FRAGMENTO DE LECTURA:
En este contexto debe ponerse de relevancia que, a la luz del régimen legal vigente, el trámite vinculado con la ejecución de la pena es escrito. Es decir que, en este caso, contamos con una evaluación del Consejo Correccional que evaluó positivamente la evolución de Cabeza en la cárcel, con un informe del médico psiquiatra, y con un dictamen del fiscal que se limita a oponerse a la concesión de un derecho.
Todo este sistema de producción de información, que dice tener relación con lo escrito, lo secreto, lo ritualista, es propio de las técnicas o herramientas procesales utilizadas varios siglos atrás.
En la actualidad, no hay dudas de que el modo más adecuado para debatir una cuestión tan sustancial como la libertad de quien se encuentra sometido a un proceso penal debe hacerse en audiencia oral y pública, concentrando la información y a todos los interesados frente al juez que tomará la decisión.
De este modo, es el juez quien atiende en primera persona los reclamos y los fundamentos jurídicos de los interesados, a la vez que las partes pueden rendir sus pruebas y examinar –así como también rebatir– aquella información que se vuelca en la audiencia ante el juez.
Éste es el único modo en que el juez puede cotejar la validez, legitimidad y consistencia de los argumentos expuestos en la audiencia y, de tal modo, elevar el estándar de su decisión.

INSTRUCCIONES DE TRABAJO:
A - Resume de forma más breve el párrafo del fragmento que empieza con "En este contexto debe ponerse de relevancia", sin perder sus datos principales.
B - Según el fragmento, ¿de qué modo debe debatirse hoy la libertad de quien está sometido a un proceso penal?
C - Cita del fragmento el pasaje que comienza en "De este modo, es" y termina en "ante el juez.".
Las líneas proceden de otra fuente.

CONTENIDO DE DATOS:
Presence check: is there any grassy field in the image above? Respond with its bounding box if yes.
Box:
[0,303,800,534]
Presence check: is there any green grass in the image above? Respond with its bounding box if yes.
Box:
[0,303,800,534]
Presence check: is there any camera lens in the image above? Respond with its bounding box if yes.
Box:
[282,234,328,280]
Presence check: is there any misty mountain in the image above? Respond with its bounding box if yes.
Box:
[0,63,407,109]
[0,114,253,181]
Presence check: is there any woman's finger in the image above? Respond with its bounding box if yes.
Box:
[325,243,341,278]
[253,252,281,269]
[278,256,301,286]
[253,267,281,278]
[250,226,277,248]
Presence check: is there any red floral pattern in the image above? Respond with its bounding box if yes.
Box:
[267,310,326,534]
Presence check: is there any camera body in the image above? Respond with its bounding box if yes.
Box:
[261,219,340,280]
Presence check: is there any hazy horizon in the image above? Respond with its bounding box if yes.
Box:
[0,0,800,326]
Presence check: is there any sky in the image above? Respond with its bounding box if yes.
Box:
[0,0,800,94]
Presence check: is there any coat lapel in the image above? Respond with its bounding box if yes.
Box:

RESULTADOS DEL EJERCICIO:
A - Según el régimen legal vigente, el trámite de ejecución de la pena es escrito. En este caso hay una evaluación positiva del Consejo Correccional sobre la evolución de Cabeza en la cárcel, un informe del médico psiquiatra y un dictamen del fiscal que solo se opone a conceder un derecho.

B - En audiencia oral y pública, con la información y todos los interesados ante el juez que tomará la decisión.

C -
De este modo, es el juez quien atiende en primera persona los reclamos y los fundamentos jurídicos de los interesados, a la vez que las partes pueden rendir sus pruebas y examinar –así como también rebatir– aquella información que se vuelca en la audiencia ante el juez.